- [SHORT EXERCISE] Repeat these lines word for word, from the line with "of the thin" up to and including the line with "[[86, 243], [40, 208], [10, 176]]".

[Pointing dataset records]
━━━━━━━━

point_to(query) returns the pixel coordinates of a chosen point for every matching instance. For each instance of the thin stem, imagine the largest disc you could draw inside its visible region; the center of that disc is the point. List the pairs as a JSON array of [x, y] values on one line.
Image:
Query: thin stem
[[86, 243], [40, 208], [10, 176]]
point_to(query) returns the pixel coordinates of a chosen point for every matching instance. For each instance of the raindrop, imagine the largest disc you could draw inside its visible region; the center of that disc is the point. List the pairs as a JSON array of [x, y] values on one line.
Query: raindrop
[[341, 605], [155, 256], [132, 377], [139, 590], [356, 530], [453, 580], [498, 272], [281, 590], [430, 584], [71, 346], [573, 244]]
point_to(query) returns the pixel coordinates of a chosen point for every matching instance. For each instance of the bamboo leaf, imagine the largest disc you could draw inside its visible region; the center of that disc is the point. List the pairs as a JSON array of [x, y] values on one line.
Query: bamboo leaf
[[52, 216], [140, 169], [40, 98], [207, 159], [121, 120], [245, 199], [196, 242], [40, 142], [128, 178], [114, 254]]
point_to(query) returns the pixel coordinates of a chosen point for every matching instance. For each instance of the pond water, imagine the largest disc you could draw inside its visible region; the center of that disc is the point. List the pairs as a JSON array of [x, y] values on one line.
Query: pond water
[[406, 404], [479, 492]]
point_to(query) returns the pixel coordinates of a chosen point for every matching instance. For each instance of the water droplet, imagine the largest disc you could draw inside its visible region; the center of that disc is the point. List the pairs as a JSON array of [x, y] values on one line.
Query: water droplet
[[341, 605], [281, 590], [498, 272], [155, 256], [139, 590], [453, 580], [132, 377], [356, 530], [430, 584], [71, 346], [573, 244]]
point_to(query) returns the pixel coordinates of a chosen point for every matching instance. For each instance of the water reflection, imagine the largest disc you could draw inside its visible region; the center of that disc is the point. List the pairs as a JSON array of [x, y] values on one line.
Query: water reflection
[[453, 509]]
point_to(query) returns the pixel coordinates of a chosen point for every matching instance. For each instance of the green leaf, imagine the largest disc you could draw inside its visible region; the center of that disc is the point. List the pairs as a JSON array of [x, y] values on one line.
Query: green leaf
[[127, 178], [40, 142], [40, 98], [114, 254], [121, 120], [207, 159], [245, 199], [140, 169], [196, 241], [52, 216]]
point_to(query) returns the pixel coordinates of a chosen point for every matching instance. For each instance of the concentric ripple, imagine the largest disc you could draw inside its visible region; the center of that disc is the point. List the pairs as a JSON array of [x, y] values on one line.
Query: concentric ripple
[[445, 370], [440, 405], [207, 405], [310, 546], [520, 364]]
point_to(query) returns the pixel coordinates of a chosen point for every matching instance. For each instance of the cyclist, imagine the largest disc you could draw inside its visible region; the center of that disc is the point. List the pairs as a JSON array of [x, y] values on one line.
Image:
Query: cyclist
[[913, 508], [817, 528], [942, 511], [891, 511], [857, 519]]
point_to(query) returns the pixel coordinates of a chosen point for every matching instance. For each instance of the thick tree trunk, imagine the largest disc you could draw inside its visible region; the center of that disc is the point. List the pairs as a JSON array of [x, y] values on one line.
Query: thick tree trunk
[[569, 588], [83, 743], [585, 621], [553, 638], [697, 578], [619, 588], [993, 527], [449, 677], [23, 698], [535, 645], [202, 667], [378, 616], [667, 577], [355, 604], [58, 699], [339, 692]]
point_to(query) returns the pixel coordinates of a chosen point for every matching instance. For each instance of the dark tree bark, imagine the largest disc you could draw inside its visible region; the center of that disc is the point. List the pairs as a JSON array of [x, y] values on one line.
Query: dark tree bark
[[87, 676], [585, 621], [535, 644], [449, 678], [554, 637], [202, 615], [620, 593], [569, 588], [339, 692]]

━━━━━━━━

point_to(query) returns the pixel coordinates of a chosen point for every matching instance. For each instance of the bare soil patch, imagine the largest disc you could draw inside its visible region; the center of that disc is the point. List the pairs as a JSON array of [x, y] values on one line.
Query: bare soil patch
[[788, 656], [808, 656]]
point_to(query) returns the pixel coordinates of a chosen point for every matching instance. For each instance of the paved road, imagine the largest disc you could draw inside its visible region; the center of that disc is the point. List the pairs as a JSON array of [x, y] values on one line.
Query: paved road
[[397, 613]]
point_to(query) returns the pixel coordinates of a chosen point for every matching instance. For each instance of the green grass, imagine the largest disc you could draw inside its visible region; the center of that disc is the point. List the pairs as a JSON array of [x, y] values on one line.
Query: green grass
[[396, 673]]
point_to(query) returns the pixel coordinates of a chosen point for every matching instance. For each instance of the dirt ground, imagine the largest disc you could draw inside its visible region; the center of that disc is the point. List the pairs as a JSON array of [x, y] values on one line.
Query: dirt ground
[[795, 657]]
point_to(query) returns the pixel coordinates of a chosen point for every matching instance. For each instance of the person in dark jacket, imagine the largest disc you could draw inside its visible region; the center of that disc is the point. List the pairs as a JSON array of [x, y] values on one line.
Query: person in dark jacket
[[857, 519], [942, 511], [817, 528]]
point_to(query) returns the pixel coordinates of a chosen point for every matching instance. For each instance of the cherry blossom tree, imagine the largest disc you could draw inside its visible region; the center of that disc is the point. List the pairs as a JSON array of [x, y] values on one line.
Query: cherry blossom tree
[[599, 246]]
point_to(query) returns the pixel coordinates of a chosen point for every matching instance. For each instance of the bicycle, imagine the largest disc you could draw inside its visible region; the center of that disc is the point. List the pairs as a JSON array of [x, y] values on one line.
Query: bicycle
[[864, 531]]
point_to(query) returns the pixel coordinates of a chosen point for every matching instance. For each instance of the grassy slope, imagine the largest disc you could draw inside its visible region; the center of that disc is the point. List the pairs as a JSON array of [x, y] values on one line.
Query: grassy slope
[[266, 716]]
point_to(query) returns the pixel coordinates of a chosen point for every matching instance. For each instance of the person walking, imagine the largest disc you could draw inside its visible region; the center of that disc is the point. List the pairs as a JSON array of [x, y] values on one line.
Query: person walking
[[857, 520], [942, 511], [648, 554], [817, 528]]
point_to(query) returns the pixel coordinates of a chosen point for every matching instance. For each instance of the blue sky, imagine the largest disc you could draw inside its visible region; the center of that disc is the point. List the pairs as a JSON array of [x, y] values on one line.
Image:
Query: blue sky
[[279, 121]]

━━━━━━━━

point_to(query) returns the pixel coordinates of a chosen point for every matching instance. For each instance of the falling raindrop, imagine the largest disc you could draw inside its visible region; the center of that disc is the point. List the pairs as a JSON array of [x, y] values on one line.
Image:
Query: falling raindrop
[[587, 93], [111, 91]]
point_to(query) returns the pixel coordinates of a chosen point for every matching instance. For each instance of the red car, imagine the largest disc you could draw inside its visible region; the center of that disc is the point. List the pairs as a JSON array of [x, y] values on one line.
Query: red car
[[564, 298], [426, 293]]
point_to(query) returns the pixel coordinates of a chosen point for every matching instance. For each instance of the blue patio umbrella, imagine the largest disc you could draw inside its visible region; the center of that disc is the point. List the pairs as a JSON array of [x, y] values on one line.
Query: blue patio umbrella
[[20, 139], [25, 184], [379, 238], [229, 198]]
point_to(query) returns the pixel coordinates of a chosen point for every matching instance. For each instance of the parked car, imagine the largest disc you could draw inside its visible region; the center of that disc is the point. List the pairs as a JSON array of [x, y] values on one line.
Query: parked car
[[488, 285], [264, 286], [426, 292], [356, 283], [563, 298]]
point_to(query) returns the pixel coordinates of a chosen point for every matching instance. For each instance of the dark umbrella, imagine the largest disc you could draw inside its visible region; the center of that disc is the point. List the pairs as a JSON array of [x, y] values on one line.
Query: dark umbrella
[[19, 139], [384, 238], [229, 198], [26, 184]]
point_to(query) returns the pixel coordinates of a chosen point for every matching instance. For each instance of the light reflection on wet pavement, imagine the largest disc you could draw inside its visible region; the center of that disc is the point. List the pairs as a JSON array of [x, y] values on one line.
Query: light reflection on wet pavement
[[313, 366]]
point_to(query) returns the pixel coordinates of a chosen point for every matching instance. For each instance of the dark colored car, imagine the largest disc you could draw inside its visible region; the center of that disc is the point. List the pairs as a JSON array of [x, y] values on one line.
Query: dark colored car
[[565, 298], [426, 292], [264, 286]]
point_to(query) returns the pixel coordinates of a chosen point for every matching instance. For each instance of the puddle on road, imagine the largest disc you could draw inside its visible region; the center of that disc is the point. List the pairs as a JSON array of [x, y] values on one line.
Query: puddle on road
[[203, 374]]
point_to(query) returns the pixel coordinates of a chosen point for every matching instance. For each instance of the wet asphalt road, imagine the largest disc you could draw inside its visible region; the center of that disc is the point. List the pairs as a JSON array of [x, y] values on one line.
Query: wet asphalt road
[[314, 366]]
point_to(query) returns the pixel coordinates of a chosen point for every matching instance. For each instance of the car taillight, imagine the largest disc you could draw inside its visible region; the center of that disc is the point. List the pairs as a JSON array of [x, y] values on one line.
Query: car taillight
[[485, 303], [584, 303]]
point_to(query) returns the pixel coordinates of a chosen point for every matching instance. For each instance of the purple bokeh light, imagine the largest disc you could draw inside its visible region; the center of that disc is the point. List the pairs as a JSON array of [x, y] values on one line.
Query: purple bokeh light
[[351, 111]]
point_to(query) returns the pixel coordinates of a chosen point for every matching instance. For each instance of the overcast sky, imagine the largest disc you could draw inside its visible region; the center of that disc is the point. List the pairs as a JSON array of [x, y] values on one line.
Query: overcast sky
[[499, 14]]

━━━━━━━━

- [SOLUTION]
point_to(query) returns the pixel coordinates of a chosen point for every matching instance. For each instance of the thin stem, imagine the largest disc you could draw inside its visible region; the center of that disc is the point. List the pairs as a JSON array of [x, y] values on one line.
Image:
Query: thin stem
[[86, 243], [40, 208], [10, 176]]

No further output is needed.